LIST OF TASKS:
1. Answer these questions from the nanomotor article:
(a) What type of cells did the researchers use?
(b) In which journal was the research published?
(c) What are the magnetic forces used for?
2. Translate this sentence from the nanomotor article into Spanish: "The ultrasonic waves manage to move the nanoparticles forward or spin them around."
BEGIN PASSAGE TO READ
Researchers at Penn State University have placed nanoparticles inside living human cells and been able to direct the movement of the particles through the use of both ultrasonic waves and magnetic forces. While similar demonstrations have been conducted in a test tube (in vitro), this marks the first time that this kind of work has succeeded inside a live human cell.

Once the nanoparticle motors start moving about inside them, the researchers observed that the cells begin to react in ways not previously observed.

"As these nanomotors move around and bump into structures inside the cells, the live cells show internal mechanical responses that no one has seen before," Tom Mallouk, a professor of materials chemistry and physics at Penn State, said in a press release.

(A video showing how the nanomotors move around inside the cells is below.)

While the over-exuberant press release likened the work to the 1960s sci-fi movie “Fantastic Vogage”, it does not involve anything remotely close to plot details of that movie. (It’s time to put aside this misleading comparison once and for all.)  However, this research does invite comparisons to a proposal out of Stanford University back in 2012 in which small antennas on a microchip could receive magnetic fields that propel the chip through the blood stream.

The new nanomotor research, which was published in the 10 February international edition of the journal Angewandte Chemie ("Acoustic Propulsion of Nanorod Motors Inside Living Cells"), used HeLa cells, a type of human cervical cancer cells. The HeLa cells ingest the nanoparticles. Once a high level of ultrasonic waves is focused on the nanoparticles, they begin to move about. If the level is too low, the nanoparticle will not react to the ultrasonic waves.

If a cancer cell were to ingest these nanoparticles, they could be moved around fast enough so that they acted as a sort of high-tech food processor, making a homogenized mix of the cell’s contents.

But Mallouk also sees a more refined role for them. “We might be able to use nanomotors to treat cancer and other diseases by mechanically manipulating cells from the inside,” said Mallouk in the release. “Nanomotors could perform intracellular surgery and deliver drugs noninvasively to living tissues."

It is through the combination of the ultrasonic waves and the magnetic forces that the researchers have been able to make the nanoparticles move autonomously from each other. The ultrasonic waves manage to move the nanoparticles forward or spin them around. But the magnetic forces are used to actually steer them.

"Autonomous motion might help nanomotors selectively destroy the cells that engulf them," Mallouk said. "If you want these motors to seek out and destroy cancer cells, for example, it's better to have them move independently. You don't want a whole mass of them going in one direction."
END PASSAGE TO READ
BEGIN DATA SECTION
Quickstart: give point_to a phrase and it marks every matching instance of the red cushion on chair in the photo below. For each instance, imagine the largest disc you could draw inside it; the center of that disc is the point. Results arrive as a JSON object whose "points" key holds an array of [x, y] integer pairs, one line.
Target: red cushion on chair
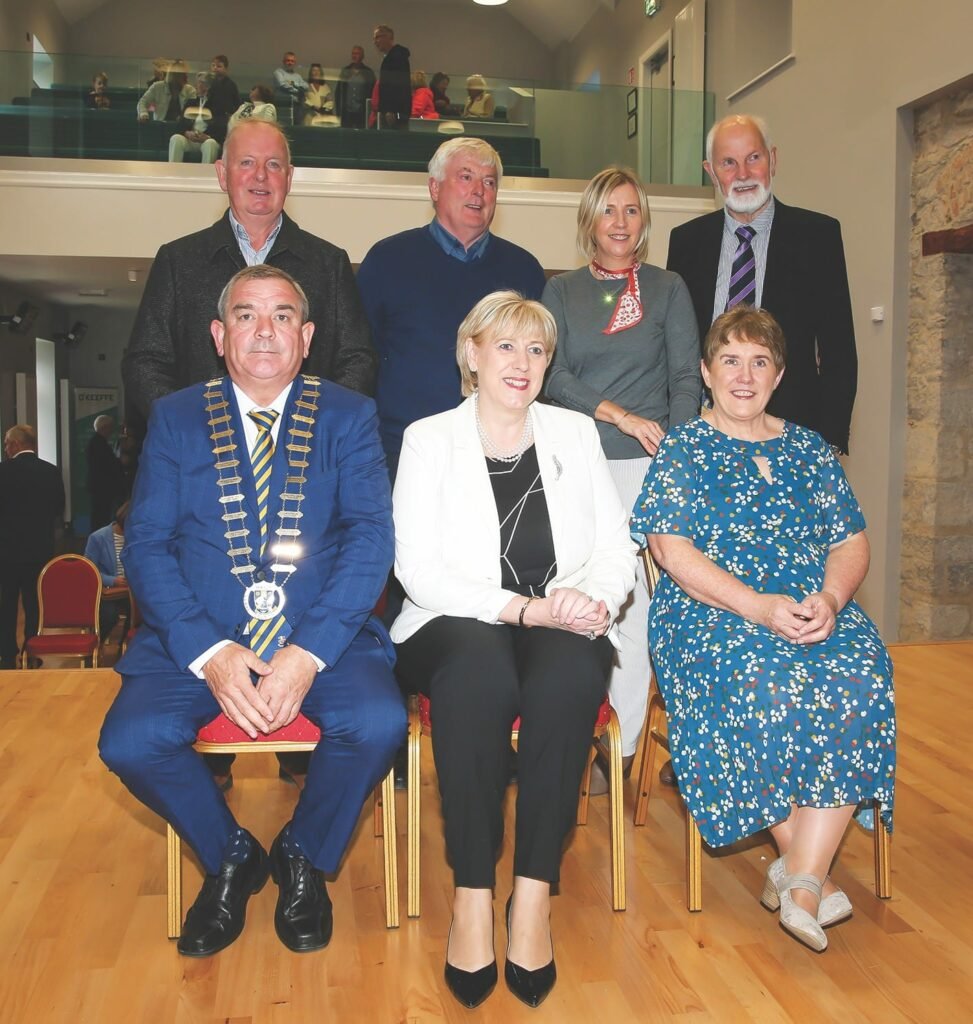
END DATA SECTION
SOLVED TASKS:
1.
(a) HeLa cells, a type of human cervical cancer cells.
(b) The international edition of Angewandte Chemie (10 February).
(c) To steer the nanoparticles.

2. Las ondas ultrasónicas logran mover las nanopartículas hacia adelante o hacerlas girar.